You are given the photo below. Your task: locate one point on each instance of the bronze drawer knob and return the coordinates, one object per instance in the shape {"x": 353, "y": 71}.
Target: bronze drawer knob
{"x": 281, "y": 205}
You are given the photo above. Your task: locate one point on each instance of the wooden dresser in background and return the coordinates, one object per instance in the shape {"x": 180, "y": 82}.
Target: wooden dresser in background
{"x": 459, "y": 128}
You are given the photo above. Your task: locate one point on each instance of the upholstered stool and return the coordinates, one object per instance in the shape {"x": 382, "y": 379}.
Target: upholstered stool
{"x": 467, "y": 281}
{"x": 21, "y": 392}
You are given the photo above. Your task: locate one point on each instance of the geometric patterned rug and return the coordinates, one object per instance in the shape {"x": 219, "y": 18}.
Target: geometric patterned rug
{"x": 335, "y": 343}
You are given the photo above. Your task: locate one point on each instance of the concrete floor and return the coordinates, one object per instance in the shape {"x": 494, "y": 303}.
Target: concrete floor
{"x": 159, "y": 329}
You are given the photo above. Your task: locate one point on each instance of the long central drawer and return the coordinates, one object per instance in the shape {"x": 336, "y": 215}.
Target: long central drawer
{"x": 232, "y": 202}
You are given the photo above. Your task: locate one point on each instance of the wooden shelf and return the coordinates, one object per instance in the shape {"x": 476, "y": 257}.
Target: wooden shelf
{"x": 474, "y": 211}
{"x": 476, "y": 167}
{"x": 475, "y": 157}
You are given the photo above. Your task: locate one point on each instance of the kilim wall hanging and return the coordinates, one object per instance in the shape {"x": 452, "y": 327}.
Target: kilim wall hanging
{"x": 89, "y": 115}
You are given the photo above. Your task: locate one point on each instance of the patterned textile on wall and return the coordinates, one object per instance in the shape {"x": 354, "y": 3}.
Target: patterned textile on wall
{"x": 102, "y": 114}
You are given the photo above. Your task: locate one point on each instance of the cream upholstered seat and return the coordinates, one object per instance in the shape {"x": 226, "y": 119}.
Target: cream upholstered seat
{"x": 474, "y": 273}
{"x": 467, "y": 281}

===============

◆ Task requirements: Reproduce the preceding records exactly and completely.

◆ Reply to the exercise:
You are given the photo below. Your task: locate one point on each instance of the bronze drawer knob and return the coordinates, one object per instance in the shape {"x": 353, "y": 71}.
Target: bronze drawer knob
{"x": 281, "y": 205}
You are given the photo above. Your task: locate one point on each instance of the wooden dresser in background and return the coordinates, one object per instance in the shape {"x": 180, "y": 82}.
Target: wooden dresser in background
{"x": 459, "y": 128}
You are given the photo above. Your task: locate one point on each instance of the upholstered stool and return the coordinates, one object per instance in the shape {"x": 382, "y": 379}.
Target: upholstered stool
{"x": 467, "y": 281}
{"x": 21, "y": 392}
You are given the photo above. Your task: locate one point on each instance of the geometric patterned rug and return the coordinates, one object per instance in the shape {"x": 219, "y": 18}.
Target: geometric patterned rug
{"x": 335, "y": 343}
You are given the photo above. Your task: locate one point on each instance of the concrete floor and return the coordinates, one object per instance in the shape {"x": 494, "y": 303}.
Target: concrete floor
{"x": 159, "y": 329}
You are given the photo above. Your task: locate one point on each instance of the long central drawer and return the coordinates, one object per instance in the shape {"x": 336, "y": 215}.
Target: long central drawer
{"x": 232, "y": 202}
You are given the photo above. Your task: locate one point on each instance of the wooden shelf and return the coordinates, one object per instance in the shape {"x": 476, "y": 257}.
Target: wooden shelf
{"x": 474, "y": 211}
{"x": 476, "y": 167}
{"x": 475, "y": 157}
You are given the photo above. Your task: locate one point on each instance of the kilim wall hanging and return the coordinates, one object per instance in the shape {"x": 452, "y": 327}.
Target: kilim wall hanging
{"x": 89, "y": 115}
You are given the photo above. Your task: locate one point on each instance of the patterned textile on wall and return the coordinates, one object per instance in the shape {"x": 354, "y": 3}.
Target: patterned textile on wall
{"x": 102, "y": 114}
You are given the photo above. Your task: locate one point on each instance of the cream upholstered seat and return the coordinates, one object per instance in the shape {"x": 226, "y": 119}.
Target: cream upholstered seat
{"x": 474, "y": 273}
{"x": 467, "y": 281}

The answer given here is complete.